**Written instruction**
Please pick out each line in the rows below that contains the word "fence" and copy those lines.

**Materials provided**
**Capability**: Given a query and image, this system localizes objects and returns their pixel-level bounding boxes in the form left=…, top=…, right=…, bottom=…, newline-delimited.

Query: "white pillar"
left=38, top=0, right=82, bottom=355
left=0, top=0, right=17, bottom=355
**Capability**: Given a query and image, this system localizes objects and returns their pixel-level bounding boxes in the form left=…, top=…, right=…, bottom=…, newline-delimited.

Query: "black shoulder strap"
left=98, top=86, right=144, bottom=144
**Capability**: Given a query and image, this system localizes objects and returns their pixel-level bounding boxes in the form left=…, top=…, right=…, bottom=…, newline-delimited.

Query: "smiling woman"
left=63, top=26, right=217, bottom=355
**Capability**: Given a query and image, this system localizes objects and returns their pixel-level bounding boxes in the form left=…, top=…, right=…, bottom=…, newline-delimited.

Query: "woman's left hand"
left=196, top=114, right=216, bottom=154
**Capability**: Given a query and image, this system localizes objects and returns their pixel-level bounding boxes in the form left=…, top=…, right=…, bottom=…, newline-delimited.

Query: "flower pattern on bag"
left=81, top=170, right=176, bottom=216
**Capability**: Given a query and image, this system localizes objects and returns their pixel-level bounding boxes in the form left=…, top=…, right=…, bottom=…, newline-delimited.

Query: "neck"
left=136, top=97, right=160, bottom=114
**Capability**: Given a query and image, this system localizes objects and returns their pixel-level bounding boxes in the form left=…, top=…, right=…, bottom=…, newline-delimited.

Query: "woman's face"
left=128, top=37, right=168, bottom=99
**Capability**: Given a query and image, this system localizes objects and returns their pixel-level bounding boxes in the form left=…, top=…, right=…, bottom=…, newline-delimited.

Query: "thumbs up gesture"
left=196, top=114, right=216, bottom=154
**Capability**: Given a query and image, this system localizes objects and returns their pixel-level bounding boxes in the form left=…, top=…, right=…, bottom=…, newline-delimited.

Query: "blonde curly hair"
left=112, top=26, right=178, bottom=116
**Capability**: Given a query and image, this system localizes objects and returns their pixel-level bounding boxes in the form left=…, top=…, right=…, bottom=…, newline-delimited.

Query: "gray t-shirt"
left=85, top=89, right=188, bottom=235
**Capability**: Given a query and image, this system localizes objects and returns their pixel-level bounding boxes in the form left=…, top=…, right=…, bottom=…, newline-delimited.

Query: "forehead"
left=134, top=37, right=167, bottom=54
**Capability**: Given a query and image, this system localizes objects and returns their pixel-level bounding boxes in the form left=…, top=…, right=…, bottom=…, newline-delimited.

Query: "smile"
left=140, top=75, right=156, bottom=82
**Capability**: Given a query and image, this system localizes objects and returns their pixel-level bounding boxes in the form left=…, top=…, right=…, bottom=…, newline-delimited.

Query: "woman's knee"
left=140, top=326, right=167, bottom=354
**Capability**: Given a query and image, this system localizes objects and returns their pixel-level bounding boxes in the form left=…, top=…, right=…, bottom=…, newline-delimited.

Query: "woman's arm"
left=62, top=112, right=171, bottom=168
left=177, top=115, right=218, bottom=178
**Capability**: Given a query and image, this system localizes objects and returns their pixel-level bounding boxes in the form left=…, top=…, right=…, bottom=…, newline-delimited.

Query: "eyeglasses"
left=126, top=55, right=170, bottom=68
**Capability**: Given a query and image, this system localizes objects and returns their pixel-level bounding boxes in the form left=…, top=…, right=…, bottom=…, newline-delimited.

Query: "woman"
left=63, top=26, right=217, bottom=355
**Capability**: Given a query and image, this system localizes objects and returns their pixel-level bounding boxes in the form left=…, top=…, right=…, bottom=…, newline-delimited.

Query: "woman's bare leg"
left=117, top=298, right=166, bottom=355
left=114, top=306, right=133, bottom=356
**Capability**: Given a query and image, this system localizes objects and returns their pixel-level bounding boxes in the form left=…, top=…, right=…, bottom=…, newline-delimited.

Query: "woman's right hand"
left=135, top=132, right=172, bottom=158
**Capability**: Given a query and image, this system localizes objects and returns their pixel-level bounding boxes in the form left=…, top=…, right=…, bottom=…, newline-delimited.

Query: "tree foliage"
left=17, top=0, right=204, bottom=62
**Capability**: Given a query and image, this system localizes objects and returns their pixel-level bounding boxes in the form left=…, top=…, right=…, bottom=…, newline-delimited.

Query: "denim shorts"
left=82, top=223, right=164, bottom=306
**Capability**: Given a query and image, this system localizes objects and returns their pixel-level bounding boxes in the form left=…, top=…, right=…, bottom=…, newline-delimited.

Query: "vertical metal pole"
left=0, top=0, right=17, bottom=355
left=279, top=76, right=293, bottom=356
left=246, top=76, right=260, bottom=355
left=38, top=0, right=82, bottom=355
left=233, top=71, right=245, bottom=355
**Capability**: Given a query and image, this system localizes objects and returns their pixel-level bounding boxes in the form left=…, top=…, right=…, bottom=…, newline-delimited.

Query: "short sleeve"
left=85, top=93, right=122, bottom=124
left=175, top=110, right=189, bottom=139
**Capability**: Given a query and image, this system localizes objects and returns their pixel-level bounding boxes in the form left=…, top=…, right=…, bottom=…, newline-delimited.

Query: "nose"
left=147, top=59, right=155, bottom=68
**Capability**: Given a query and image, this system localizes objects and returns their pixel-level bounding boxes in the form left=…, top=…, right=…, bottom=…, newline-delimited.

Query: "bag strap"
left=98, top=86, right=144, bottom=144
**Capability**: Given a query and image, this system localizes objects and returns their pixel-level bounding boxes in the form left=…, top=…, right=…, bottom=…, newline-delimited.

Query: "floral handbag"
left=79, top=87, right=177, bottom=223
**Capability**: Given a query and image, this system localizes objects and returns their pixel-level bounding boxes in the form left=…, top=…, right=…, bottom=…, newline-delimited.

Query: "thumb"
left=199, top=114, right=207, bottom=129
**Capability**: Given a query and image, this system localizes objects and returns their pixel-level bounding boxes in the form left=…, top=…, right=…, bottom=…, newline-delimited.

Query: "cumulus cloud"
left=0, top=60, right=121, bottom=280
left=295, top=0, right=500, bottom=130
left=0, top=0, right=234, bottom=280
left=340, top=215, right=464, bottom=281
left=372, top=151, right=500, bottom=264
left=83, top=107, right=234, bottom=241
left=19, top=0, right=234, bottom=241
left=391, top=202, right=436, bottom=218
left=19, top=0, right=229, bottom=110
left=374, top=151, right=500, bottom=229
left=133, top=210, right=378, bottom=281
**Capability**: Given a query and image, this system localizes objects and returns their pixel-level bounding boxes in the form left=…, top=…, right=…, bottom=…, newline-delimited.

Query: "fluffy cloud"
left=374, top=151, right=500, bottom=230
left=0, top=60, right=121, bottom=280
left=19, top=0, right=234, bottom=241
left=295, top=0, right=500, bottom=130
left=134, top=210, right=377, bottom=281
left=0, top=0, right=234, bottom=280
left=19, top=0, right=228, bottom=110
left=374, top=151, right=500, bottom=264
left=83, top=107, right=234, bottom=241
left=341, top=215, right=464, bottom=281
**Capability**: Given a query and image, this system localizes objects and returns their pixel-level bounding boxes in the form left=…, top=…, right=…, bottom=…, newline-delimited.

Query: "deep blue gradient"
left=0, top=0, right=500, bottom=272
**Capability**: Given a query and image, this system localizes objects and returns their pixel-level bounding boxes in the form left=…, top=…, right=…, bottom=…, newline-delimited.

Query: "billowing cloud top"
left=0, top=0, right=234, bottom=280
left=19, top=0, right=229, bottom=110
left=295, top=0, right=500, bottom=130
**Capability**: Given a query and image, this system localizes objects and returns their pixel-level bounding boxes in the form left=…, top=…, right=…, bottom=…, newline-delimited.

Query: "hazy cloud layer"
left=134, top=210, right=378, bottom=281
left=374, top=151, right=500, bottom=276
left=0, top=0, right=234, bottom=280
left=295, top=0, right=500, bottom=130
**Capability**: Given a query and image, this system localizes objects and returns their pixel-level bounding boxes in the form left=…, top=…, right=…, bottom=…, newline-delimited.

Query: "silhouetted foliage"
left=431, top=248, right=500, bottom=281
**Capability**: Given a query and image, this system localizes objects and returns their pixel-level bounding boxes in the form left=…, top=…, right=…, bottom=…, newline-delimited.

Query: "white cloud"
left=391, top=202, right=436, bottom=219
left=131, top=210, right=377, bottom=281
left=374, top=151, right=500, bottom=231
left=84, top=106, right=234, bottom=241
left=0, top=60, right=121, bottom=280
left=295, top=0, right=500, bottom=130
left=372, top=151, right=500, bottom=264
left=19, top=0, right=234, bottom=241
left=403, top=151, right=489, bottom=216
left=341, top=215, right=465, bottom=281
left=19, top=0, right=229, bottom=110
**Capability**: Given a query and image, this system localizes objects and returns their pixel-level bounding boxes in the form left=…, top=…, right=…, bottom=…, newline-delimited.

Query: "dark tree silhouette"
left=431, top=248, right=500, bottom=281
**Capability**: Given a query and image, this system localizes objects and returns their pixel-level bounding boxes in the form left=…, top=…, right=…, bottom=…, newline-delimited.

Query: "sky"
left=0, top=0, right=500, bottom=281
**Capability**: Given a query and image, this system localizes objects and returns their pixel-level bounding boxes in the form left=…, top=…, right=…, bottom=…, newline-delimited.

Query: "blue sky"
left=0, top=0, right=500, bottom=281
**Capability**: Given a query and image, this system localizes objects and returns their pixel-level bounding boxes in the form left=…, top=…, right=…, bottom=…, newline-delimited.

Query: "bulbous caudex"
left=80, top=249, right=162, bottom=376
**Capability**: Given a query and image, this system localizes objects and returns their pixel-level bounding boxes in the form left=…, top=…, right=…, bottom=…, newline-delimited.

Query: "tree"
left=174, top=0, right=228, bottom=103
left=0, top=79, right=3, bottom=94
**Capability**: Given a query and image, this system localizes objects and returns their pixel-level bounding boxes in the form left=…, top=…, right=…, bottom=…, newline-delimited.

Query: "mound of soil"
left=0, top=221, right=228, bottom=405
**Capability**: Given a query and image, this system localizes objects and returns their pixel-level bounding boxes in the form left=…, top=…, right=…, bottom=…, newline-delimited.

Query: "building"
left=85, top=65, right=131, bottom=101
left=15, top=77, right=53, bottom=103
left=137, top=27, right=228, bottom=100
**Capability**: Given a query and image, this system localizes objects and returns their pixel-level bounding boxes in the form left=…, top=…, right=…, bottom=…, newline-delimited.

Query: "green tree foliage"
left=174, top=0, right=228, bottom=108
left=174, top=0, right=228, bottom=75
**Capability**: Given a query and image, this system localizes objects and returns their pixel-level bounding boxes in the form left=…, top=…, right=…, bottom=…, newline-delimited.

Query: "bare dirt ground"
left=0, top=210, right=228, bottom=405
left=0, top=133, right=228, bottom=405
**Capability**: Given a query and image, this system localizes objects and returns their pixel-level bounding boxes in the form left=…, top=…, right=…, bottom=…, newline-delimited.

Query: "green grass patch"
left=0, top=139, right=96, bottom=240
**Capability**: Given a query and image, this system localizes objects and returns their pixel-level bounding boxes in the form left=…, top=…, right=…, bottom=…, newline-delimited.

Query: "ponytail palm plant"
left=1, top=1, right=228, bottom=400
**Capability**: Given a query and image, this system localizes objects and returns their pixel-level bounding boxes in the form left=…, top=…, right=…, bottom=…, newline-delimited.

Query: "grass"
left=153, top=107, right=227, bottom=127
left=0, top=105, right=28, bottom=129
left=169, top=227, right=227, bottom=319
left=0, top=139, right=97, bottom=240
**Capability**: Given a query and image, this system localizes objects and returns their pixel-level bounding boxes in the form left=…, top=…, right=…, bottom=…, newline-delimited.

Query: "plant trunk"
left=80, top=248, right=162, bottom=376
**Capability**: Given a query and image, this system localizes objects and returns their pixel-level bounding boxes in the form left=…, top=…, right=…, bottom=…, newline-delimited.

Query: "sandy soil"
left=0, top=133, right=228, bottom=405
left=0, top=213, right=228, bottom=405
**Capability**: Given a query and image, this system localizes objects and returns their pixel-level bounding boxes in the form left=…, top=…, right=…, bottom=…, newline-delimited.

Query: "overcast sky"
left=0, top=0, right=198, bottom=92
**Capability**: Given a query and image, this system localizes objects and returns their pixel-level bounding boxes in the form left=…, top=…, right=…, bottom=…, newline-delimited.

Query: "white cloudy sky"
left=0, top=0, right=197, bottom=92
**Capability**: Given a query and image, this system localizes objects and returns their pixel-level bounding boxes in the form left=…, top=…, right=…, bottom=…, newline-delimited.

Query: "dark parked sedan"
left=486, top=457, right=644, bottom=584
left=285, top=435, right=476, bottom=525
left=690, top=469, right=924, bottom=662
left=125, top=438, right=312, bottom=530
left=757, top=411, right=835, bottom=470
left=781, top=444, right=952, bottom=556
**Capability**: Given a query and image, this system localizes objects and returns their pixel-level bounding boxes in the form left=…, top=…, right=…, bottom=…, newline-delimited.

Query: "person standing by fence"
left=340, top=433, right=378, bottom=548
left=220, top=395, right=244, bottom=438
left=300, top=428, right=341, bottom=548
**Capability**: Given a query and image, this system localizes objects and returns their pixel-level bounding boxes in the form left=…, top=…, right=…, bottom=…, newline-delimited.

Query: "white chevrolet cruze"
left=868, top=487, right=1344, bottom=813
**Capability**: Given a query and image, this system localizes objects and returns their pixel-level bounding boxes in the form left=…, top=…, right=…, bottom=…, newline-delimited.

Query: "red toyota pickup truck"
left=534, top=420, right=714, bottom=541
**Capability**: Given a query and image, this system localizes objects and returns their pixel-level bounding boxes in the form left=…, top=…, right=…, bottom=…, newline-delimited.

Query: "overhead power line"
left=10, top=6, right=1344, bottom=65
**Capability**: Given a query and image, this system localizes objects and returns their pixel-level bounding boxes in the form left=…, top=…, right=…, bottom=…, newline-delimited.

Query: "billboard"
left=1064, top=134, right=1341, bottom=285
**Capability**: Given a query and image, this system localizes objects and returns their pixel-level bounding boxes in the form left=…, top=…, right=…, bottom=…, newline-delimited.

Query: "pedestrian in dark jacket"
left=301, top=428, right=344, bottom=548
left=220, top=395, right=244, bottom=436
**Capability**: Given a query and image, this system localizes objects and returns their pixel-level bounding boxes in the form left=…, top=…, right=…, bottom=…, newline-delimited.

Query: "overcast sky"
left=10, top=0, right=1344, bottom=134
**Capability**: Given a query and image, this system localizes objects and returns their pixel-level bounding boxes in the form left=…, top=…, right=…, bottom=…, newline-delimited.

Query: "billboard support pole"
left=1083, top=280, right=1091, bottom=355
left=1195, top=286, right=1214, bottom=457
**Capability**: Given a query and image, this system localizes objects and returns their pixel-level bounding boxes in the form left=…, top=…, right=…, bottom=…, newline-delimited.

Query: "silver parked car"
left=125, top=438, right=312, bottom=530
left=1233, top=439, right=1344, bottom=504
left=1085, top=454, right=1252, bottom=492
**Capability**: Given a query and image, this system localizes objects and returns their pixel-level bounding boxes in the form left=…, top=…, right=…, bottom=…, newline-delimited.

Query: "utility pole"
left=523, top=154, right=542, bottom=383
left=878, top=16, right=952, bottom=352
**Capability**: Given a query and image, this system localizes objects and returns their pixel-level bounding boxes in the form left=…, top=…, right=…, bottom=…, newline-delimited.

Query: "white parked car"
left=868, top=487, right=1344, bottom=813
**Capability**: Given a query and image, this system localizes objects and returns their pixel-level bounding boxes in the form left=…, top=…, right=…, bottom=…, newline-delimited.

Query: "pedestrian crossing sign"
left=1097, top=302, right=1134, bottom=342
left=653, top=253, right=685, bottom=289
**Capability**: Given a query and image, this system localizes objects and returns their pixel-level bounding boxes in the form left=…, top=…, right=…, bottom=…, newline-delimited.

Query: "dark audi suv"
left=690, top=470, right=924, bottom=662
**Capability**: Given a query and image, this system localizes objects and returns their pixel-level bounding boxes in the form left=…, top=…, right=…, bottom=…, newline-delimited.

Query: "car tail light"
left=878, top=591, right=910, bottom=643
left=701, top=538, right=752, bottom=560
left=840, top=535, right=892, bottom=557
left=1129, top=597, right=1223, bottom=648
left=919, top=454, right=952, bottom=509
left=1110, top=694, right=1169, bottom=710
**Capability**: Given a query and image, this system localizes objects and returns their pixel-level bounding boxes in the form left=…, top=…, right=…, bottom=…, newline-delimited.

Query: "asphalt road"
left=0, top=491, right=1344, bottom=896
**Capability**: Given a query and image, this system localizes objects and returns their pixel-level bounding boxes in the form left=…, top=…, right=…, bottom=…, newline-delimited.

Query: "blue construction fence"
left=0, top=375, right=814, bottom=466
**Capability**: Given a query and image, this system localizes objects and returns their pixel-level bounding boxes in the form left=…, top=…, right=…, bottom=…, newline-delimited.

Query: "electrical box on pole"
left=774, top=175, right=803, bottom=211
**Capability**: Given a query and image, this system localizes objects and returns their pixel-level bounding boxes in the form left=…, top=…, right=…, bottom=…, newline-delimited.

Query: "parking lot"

**Finished answer**
Query: "person standing by fence"
Query: "blue construction fence"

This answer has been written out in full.